= Beginning of Section =

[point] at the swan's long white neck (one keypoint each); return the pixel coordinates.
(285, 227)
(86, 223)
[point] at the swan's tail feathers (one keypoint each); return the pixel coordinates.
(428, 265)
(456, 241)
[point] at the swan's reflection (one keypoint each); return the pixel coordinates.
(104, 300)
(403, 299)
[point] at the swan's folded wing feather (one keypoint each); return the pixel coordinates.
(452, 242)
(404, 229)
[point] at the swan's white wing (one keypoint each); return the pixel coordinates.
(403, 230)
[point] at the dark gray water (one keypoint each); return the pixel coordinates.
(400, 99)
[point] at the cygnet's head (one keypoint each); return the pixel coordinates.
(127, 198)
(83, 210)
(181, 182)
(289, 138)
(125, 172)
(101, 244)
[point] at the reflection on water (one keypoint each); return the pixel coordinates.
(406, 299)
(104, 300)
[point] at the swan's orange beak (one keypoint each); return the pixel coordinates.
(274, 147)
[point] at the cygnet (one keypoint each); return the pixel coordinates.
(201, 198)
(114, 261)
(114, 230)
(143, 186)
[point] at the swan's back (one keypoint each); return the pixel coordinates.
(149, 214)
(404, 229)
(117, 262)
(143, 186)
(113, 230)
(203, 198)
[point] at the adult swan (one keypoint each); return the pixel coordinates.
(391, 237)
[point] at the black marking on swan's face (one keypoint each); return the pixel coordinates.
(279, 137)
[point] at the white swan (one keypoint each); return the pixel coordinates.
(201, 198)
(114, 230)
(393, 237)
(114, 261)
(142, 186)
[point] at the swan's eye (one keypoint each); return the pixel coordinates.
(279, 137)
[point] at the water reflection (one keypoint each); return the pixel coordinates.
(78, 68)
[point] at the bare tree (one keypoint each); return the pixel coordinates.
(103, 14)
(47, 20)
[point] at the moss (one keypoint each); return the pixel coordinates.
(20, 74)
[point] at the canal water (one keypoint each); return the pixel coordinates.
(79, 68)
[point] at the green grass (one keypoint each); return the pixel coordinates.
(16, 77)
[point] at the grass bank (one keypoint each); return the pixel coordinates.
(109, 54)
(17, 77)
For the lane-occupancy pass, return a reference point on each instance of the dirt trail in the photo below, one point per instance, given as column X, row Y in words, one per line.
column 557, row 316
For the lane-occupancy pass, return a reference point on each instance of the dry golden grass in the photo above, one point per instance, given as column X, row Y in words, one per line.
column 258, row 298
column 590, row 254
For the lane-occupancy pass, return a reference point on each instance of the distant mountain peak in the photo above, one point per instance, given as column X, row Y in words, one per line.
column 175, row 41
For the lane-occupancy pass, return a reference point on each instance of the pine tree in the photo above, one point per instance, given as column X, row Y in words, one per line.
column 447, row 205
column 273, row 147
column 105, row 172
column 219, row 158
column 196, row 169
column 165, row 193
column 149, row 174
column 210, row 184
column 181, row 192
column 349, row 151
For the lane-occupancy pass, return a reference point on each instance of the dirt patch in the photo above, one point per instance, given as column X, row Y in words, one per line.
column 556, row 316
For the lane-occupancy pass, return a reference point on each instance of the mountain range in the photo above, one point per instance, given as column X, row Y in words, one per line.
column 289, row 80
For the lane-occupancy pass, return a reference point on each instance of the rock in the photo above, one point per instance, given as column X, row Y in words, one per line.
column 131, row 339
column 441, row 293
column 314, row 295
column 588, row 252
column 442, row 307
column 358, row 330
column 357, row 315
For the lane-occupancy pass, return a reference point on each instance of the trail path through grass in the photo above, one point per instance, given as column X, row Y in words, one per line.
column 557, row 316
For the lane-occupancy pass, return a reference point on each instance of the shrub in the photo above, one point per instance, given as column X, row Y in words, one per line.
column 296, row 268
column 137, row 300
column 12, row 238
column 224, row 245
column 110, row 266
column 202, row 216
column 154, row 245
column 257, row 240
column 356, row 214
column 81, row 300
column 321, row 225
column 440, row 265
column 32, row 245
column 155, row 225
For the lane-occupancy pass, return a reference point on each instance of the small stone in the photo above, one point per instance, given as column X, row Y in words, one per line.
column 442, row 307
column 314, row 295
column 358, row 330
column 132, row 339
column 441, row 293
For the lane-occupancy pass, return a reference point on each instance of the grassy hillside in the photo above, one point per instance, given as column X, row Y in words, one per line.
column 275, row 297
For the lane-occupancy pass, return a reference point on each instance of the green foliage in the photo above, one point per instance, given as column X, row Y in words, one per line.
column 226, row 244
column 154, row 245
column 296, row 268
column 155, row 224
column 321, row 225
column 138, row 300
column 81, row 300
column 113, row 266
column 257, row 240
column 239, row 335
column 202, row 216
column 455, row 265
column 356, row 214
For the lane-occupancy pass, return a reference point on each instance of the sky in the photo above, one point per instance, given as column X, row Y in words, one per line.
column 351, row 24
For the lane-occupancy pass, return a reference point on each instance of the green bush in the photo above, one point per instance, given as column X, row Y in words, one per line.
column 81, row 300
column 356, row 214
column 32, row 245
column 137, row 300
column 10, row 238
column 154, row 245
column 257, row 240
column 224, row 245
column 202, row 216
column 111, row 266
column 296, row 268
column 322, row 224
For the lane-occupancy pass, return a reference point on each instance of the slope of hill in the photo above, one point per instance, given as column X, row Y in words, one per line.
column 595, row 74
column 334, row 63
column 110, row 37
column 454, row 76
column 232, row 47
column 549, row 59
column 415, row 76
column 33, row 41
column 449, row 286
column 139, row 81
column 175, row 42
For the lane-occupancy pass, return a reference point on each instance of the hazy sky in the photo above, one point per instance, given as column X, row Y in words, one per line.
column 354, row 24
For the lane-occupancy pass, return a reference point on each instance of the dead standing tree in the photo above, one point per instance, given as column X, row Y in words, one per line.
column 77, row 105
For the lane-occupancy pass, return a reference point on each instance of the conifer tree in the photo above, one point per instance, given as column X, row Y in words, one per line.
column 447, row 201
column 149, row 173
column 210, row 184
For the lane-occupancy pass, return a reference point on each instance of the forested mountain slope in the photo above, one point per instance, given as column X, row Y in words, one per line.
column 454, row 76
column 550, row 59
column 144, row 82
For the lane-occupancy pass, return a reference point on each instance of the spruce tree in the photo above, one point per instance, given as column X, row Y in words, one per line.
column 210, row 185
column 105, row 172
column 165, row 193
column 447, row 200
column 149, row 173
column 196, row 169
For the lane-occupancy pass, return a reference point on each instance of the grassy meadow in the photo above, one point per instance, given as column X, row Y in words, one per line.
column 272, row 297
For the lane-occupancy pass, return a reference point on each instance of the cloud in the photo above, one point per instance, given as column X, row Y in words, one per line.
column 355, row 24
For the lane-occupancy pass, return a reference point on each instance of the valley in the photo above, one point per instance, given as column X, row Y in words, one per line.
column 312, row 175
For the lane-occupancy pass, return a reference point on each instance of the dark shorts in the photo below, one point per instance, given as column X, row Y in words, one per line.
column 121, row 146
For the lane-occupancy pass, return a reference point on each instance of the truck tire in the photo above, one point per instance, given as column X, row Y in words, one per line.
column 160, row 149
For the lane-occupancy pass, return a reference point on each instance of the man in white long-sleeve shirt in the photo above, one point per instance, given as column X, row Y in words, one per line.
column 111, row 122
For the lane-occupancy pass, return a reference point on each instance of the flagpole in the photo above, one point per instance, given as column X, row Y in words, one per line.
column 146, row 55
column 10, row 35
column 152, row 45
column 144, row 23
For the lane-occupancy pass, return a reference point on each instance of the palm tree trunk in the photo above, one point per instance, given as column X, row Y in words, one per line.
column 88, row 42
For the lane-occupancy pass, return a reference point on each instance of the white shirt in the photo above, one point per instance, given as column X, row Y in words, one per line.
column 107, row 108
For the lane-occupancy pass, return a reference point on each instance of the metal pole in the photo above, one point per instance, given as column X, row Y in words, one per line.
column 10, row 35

= End of Section =

_TASK ITEM_: Transcribe each line of the listing exactly.

_SOLUTION FOR THIS TASK_:
[point] at the swan's long white neck (one keypoint each); return the pixel coordinates.
(285, 227)
(86, 223)
[point] at the swan's tail feathers (one keypoint each); return the pixel coordinates.
(428, 265)
(456, 241)
[point] at the swan's reflection (one keypoint each); return the pixel coordinates.
(104, 300)
(403, 299)
[point] at the swan's folded wing feather (one keypoint each); return the pixel coordinates.
(452, 242)
(404, 229)
[point] at the swan's white wing (one keypoint each); return the pixel coordinates.
(403, 230)
[point] at the dark gray water (one keypoint each); return the pixel coordinates.
(400, 99)
[point] at the cygnet's head (one keypoint each); return the pixel coordinates.
(127, 198)
(83, 210)
(181, 182)
(289, 138)
(125, 172)
(101, 244)
[point] at the reflection on water (one keypoint each); return the pixel coordinates.
(406, 299)
(104, 300)
[point] at the swan's orange beak (one keypoint each); return the pixel coordinates.
(274, 147)
[point] at the cygnet (one keypoint each); return the pixel coordinates.
(201, 198)
(114, 261)
(114, 230)
(143, 186)
[point] at the swan's back (one keypoint each); return the pixel coordinates.
(149, 214)
(404, 229)
(117, 262)
(143, 186)
(113, 230)
(203, 198)
[point] at the adult swan (one keypoint each); return the pixel coordinates.
(391, 237)
[point] at the black marking on swan's face (one keypoint each); return the pixel coordinates.
(279, 137)
[point] at the white swan (one keypoint each); return the pixel coordinates.
(201, 198)
(114, 230)
(393, 237)
(114, 261)
(142, 186)
[point] at the swan's eye (one keypoint each); return the pixel coordinates.
(279, 137)
[point] at the water reflection (one keypoint each); return the pixel coordinates.
(78, 68)
[point] at the bare tree (one keypoint each); return the pixel coordinates.
(103, 14)
(47, 20)
[point] at the moss (one keypoint each); return the pixel coordinates.
(20, 74)
[point] at the canal water (one keypoint each); return the pixel coordinates.
(79, 68)
[point] at the green grass (one keypoint each); return the pixel coordinates.
(16, 77)
[point] at the grass bank (one keypoint each); return the pixel coordinates.
(109, 54)
(17, 77)
For the lane-occupancy pass, return a reference point on each instance of the dirt trail in the photo below, one point per instance, given as column X, row Y in words, one per line.
column 557, row 316
For the lane-occupancy pass, return a reference point on each instance of the dry golden grass in the photo above, one point per instance, given as column X, row Y in words, one per line.
column 258, row 298
column 590, row 254
For the lane-occupancy pass, return a reference point on each instance of the distant mountain peak in the photo above, one point per instance, given as column X, row Y in words, one per line.
column 175, row 41
For the lane-occupancy pass, return a reference point on each instance of the pine tree in the photo above, one point per instance, given as column X, row Y in words, one per line.
column 447, row 205
column 273, row 147
column 105, row 172
column 219, row 158
column 196, row 169
column 165, row 193
column 149, row 174
column 210, row 184
column 181, row 192
column 349, row 151
For the lane-occupancy pass, return a reference point on each instance of the dirt patch in the photo above, one point per instance, given as column X, row Y in words, one per line.
column 556, row 316
For the lane-occupancy pass, return a reference point on each instance of the mountain range in the photo above, one point per instance, given as column X, row Y in words, one per line.
column 289, row 80
For the lane-occupancy pass, return a reference point on each instance of the rock in the photo above, one point per instance, given as column X, row Y in words, one per line.
column 131, row 339
column 441, row 293
column 314, row 295
column 588, row 252
column 442, row 307
column 358, row 330
column 357, row 315
For the lane-occupancy pass, return a reference point on each instance of the trail path through grass in the photo above, one point per instance, given as column X, row Y in words, one per line.
column 557, row 316
For the lane-occupancy pass, return a reference point on each instance of the shrub in the photo above, one point per instance, given as column X, row Y in words, one per line.
column 296, row 268
column 137, row 300
column 12, row 238
column 224, row 245
column 110, row 266
column 202, row 216
column 154, row 245
column 257, row 240
column 356, row 214
column 81, row 300
column 321, row 225
column 440, row 265
column 32, row 245
column 155, row 225
For the lane-occupancy pass, return a reference point on each instance of the small stone in the photo above, one point per instance, given as column X, row Y in words, one per line.
column 442, row 307
column 314, row 295
column 358, row 330
column 132, row 339
column 441, row 293
For the lane-occupancy pass, return a reference point on each instance of the grassy hillside in the photo above, one point per instance, given as column X, row Y in words, one per line.
column 275, row 297
For the lane-occupancy pass, return a reference point on each instance of the green foliage in the photo above, one point per instance, given as column X, row Y in words, one per line.
column 226, row 244
column 154, row 245
column 296, row 268
column 155, row 224
column 321, row 225
column 138, row 300
column 81, row 300
column 113, row 266
column 257, row 240
column 239, row 335
column 202, row 216
column 455, row 265
column 356, row 214
For the lane-occupancy pass, return a reference point on each instance of the sky in the photo above, one point per instance, given as column X, row Y in words, one per line.
column 351, row 24
For the lane-occupancy pass, return a reference point on each instance of the green bush in the photo above, one point per instance, given as column X, row Y in words, one per line.
column 81, row 300
column 356, row 214
column 32, row 245
column 137, row 300
column 10, row 238
column 154, row 245
column 257, row 240
column 224, row 245
column 202, row 216
column 111, row 266
column 296, row 268
column 322, row 224
For the lane-occupancy pass, return a reference point on each instance of the slope of hill in the photo above, one point per instance, given as column X, row Y in words, one per line.
column 595, row 74
column 334, row 63
column 110, row 37
column 454, row 76
column 232, row 47
column 549, row 59
column 415, row 76
column 33, row 41
column 449, row 286
column 139, row 81
column 175, row 42
For the lane-occupancy pass, return a reference point on each instance of the hazy sky in the photo above, one point per instance, given as column X, row Y in words, one per line.
column 354, row 24
For the lane-occupancy pass, return a reference point on each instance of the dead standing tree in the photo above, one point per instance, given as column X, row Y in words, one per line.
column 77, row 105
For the lane-occupancy pass, return a reference point on each instance of the conifer tree in the photo above, one point per instance, given as column X, row Y in words, one per line.
column 447, row 201
column 149, row 173
column 210, row 184
For the lane-occupancy pass, return a reference point on each instance of the forested mountain slope in the photo above, one point per instance, given as column X, row Y in words, one per line.
column 454, row 76
column 550, row 59
column 144, row 82
For the lane-occupancy pass, return a reference point on each instance of the spruce tree in the photo above, one point per instance, given as column X, row Y in words, one per line.
column 210, row 185
column 105, row 172
column 165, row 193
column 447, row 200
column 149, row 173
column 196, row 169
For the lane-occupancy pass, return a reference point on each instance of the grassy meadow in the photo above, one point per instance, given as column X, row Y in words, one per line.
column 272, row 297
For the lane-occupancy pass, return a reference point on each instance of the cloud in the photo above, one point per instance, given as column X, row Y in words, one per line.
column 355, row 24
For the lane-occupancy pass, return a reference point on each instance of the valley in the photo above, one point per instance, given as column X, row Y in words, one per line.
column 312, row 175
For the lane-occupancy pass, return a reference point on each instance of the dark shorts in the photo below, one point per instance, given as column X, row Y in words, one per line.
column 121, row 146
For the lane-occupancy pass, return a reference point on each instance of the truck tire in the photo above, one point per instance, given as column X, row Y in words, one per line.
column 160, row 149
For the lane-occupancy pass, return a reference point on each instance of the man in white long-sleeve shirt in the photo above, one point per instance, given as column X, row Y in words, one per line.
column 111, row 122
For the lane-occupancy pass, return a reference point on each instance of the flagpole in the photo above, one point per instance, given as column X, row Y in words, one per line.
column 146, row 55
column 10, row 35
column 152, row 45
column 144, row 23
For the lane-occupancy pass, return a reference point on each instance of the palm tree trunk in the photo above, one point per instance, given as column X, row Y in words, one per line.
column 88, row 42
For the lane-occupancy pass, return a reference point on each instance of the white shirt in the photo above, one point per instance, given as column X, row Y in words, one per line.
column 107, row 108
For the lane-occupancy pass, return a reference point on each instance of the metal pole in the photo above, one point per instance, given as column X, row Y in words, one per line.
column 10, row 35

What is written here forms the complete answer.